* **Your goal**: Below, copy the lines exactly as they appear, starting at the line that contains "[indicate] the window" and ending at the last line.

* **Task material**:
- - -
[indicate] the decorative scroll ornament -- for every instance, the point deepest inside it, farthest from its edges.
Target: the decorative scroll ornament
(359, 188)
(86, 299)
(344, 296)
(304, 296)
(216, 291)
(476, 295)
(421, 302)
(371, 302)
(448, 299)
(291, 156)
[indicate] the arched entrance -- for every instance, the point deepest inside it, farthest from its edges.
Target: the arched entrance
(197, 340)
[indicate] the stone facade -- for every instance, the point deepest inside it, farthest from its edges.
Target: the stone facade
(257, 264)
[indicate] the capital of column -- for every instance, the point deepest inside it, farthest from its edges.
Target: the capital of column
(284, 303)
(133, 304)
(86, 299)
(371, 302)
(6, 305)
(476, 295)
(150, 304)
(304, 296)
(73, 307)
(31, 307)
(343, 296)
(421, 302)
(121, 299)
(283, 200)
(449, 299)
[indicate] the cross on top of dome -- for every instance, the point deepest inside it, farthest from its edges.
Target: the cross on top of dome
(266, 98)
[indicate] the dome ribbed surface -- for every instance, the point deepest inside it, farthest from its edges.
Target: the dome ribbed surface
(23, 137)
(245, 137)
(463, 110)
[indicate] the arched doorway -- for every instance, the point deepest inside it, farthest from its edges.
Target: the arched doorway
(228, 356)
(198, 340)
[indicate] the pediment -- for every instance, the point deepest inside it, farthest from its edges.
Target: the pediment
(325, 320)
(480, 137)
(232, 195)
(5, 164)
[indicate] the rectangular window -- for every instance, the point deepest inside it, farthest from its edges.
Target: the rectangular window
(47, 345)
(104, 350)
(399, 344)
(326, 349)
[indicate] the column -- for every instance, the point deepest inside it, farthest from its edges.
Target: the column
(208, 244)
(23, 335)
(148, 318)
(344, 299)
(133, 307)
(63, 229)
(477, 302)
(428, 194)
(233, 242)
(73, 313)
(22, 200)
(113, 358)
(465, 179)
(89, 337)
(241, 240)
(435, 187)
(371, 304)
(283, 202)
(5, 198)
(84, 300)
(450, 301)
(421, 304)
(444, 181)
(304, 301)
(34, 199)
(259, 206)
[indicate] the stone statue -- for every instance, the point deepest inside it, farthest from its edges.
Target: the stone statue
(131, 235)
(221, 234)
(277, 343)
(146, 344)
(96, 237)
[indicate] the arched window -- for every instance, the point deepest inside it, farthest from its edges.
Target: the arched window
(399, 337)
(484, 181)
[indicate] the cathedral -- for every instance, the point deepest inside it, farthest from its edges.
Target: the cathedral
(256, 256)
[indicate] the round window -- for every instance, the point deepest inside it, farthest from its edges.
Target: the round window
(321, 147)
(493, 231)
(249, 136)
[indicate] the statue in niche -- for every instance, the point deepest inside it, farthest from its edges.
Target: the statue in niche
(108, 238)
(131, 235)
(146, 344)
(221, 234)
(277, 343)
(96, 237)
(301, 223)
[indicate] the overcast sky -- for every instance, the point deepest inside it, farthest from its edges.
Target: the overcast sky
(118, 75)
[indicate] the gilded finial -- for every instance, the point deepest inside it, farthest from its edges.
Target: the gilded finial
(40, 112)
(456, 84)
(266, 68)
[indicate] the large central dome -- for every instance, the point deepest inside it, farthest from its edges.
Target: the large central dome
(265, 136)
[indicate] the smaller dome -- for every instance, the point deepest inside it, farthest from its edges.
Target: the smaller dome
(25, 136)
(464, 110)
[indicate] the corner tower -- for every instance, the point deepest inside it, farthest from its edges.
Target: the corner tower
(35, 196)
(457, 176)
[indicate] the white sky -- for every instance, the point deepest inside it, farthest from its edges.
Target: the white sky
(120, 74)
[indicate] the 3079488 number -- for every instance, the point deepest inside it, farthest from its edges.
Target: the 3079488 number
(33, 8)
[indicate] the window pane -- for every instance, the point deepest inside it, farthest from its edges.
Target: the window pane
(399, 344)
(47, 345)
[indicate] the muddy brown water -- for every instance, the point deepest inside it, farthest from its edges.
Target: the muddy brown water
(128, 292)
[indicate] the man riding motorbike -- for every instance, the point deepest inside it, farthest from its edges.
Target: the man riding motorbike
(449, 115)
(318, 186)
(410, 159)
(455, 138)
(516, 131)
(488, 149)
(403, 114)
- - -
* **Answer to this exercise**:
[indicate] the window pane -- for every instance, the point deepest inside it, farthest from its edges.
Target: the window pane
(399, 344)
(47, 345)
[indicate] the muddy brown water -- for every instance, the point deepest inside it, farthest from its edges.
Target: the muddy brown water
(128, 292)
[indicate] the man riding motorbike -- for every instance, the point deepest inside it, farthest from its edges.
Target: the man riding motorbike
(449, 115)
(318, 186)
(410, 159)
(455, 138)
(516, 131)
(488, 149)
(403, 114)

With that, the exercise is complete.